## BEGIN
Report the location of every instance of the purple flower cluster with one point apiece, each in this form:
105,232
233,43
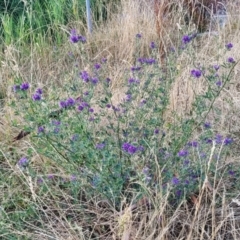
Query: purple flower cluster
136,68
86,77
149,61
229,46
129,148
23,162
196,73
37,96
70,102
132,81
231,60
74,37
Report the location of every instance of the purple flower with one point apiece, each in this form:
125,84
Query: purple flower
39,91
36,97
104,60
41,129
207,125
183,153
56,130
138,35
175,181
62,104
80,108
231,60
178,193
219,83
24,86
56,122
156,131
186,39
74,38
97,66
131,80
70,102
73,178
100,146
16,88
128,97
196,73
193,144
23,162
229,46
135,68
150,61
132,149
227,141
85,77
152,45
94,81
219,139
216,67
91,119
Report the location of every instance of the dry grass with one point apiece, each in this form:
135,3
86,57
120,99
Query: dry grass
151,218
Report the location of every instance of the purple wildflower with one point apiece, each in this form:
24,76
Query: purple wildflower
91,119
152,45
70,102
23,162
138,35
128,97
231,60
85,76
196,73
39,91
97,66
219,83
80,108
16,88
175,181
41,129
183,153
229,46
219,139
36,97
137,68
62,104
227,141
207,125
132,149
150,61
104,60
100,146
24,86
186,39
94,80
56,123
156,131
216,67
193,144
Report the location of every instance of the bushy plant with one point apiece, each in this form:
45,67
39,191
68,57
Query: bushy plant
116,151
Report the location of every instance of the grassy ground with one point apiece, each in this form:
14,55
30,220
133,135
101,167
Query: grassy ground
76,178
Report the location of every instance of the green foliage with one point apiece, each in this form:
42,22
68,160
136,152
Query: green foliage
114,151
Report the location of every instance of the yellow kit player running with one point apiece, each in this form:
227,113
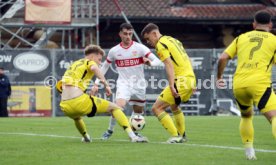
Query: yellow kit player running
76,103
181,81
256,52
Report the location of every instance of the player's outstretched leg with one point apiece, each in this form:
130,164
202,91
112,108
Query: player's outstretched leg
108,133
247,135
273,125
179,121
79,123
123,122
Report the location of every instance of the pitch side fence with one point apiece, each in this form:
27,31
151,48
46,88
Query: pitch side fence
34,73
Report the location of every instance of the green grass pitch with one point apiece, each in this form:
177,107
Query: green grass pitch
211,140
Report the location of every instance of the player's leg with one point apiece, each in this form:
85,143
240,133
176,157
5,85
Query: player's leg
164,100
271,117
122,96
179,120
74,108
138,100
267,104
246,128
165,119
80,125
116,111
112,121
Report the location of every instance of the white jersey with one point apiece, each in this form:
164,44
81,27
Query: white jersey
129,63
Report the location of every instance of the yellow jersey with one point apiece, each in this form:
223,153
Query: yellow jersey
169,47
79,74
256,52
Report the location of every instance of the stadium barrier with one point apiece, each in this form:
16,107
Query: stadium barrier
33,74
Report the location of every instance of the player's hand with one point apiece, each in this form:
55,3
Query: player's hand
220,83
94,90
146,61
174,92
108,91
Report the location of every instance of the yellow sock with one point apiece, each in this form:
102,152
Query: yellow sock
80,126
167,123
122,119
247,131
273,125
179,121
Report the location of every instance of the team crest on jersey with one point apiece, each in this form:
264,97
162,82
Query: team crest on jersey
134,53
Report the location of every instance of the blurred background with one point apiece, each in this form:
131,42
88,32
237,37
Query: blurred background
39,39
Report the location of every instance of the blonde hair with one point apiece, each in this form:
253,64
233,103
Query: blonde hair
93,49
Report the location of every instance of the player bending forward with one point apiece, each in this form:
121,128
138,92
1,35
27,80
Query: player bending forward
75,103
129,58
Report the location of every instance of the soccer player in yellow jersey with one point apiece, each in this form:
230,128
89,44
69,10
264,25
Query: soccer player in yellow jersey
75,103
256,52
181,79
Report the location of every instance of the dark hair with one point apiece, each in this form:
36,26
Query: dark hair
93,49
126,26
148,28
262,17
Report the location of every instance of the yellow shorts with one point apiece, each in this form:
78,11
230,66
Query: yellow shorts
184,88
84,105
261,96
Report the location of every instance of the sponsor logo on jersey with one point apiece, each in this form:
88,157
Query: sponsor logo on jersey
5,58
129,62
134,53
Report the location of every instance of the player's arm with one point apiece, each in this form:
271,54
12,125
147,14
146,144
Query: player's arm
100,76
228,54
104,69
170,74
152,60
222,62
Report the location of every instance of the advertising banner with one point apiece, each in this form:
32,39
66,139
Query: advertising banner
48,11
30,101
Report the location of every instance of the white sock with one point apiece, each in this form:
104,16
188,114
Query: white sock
## END
## TASK OBJECTIVE
Pull out all of the records above and copy them word for word, leaving out the pictures.

## EXPECTED ANSWER
Report the location of every instance of the purple flower cluster with one point apiece, each in this form:
105,232
233,43
Query: purple flower cluster
136,68
86,77
149,61
229,46
129,148
23,162
196,73
37,96
70,102
132,81
231,60
74,37
Report the location of every instance of the purple flower with one point apiece, each in this form:
125,84
Query: purple flower
39,91
36,97
104,60
41,129
207,125
183,153
56,130
138,35
175,181
62,104
80,108
231,60
178,193
219,83
24,86
56,122
156,131
186,39
74,38
97,66
131,80
70,102
73,178
100,146
16,88
128,97
196,73
193,144
23,162
229,46
135,68
150,61
132,149
227,141
85,77
152,45
94,81
219,139
216,67
91,119
Report the location of every instance of the dry grass with one point apiece, each in this form:
135,3
86,57
120,99
Query: dry grass
151,218
Report the location of every instance of the purple wildflower with one point apiece, each in this form:
24,76
Query: purple wildflower
91,119
152,45
70,102
23,162
138,35
128,97
231,60
85,76
196,73
39,91
97,66
219,83
80,108
16,88
175,181
41,129
183,153
229,46
219,139
36,97
137,68
62,104
227,141
207,125
132,149
150,61
104,60
100,146
24,86
186,39
94,80
56,123
156,131
216,67
193,144
Report the location of every instance of the bushy plant with one point apiece, each in this form:
45,67
39,191
68,57
Query: bushy plant
116,151
Report the location of every instance of the grassy ground with one point apiece, each in this form:
14,55
30,220
133,135
101,167
Query: grassy ground
76,178
Report the location of every instance of the green foliage with one point apiece, each in this form:
42,22
68,160
136,152
Query: green foliage
114,151
Report the location of every instance of the yellow kit player running with one point apiece, each in this form:
227,113
Query: yellow kit player running
76,103
181,81
256,52
Report the location of every instance of the player's outstretched leg with one point apiece, each in this form:
130,164
202,91
112,108
Query: player's outstretched leg
108,133
247,135
273,125
179,121
79,123
123,122
Report the location of every instance of the pitch side fence with one point apiece, each in this form:
27,31
151,48
46,88
Query: pitch side fence
34,73
Report the location of every instance of the green grass pitch with one point apiece, each in this form:
177,107
Query: green grass pitch
211,140
Report the location of every instance of the player's leg with one point apiece, each in this form:
85,143
240,133
176,157
5,85
Query: player's leg
164,100
271,117
122,96
179,120
74,108
138,100
267,104
246,128
165,119
80,125
116,111
112,121
Report the location of every instance of the white jersey with one point apiece, each in this form:
164,44
81,27
Query: white jersey
129,63
Report the location of every instance of the yellow jersey with one point apiece, each in this form:
223,153
Query: yellow jersey
169,47
79,74
256,52
Report the location of every instance of the stadium barrier with one point apiece, each in this form:
16,107
Query: stadium barrier
33,74
Report the location of every instance of the player's hand with one point apiece, each in this form:
55,3
Query: player's hand
220,83
94,90
146,61
174,92
108,91
Report the location of every instance of the yellow sock with one point apiece, each in this form:
102,152
Query: yellow sock
80,126
167,123
122,119
247,131
273,125
179,121
Report the location of every instance of the team crest on jersey with one point apiece, each in this form:
264,97
162,82
Query: team crest on jersey
134,53
Report the location of every instance of the blurred background with one point apiece, each in this form:
131,42
88,32
237,37
Query: blurred background
39,39
Report the location of every instance of the blonde hair with one point apiece, each in this form:
253,64
233,103
Query: blonde hair
93,49
Report the location of every instance of the player bending forward with one point apiece, each in this form:
121,128
138,92
1,35
27,80
Query: player bending forward
75,103
129,58
Report the location of every instance of the soccer player in yellow jersey with one point apiece, each in this form:
230,128
89,44
69,10
264,25
Query: soccer player in yellow jersey
75,103
256,52
181,79
Report the location of every instance of the dark hair with one point apiece, each in this form:
36,26
Query: dark hair
93,49
126,26
148,28
262,17
Report the location of every instance of the yellow shorts with one point apiece, each in this form:
78,11
230,66
Query: yellow shorts
184,88
84,105
261,96
Report the location of every instance of the sponsor logo on jersey with one point apiece, each in this form:
88,157
Query: sponsor logo on jersey
5,58
129,62
134,53
Report the location of every instance of the player's arm with one point apiece, each in this form:
271,54
12,125
147,14
146,144
Query: player's arm
100,76
228,54
104,69
170,74
152,60
222,62
Report the location of every instance of the advertising banner with one point apiece, each in this form:
32,39
66,139
Query: advertising banner
48,11
30,101
Report the location of every instance of the white sock with one point apiece, each in this form:
104,16
188,114
Query: white sock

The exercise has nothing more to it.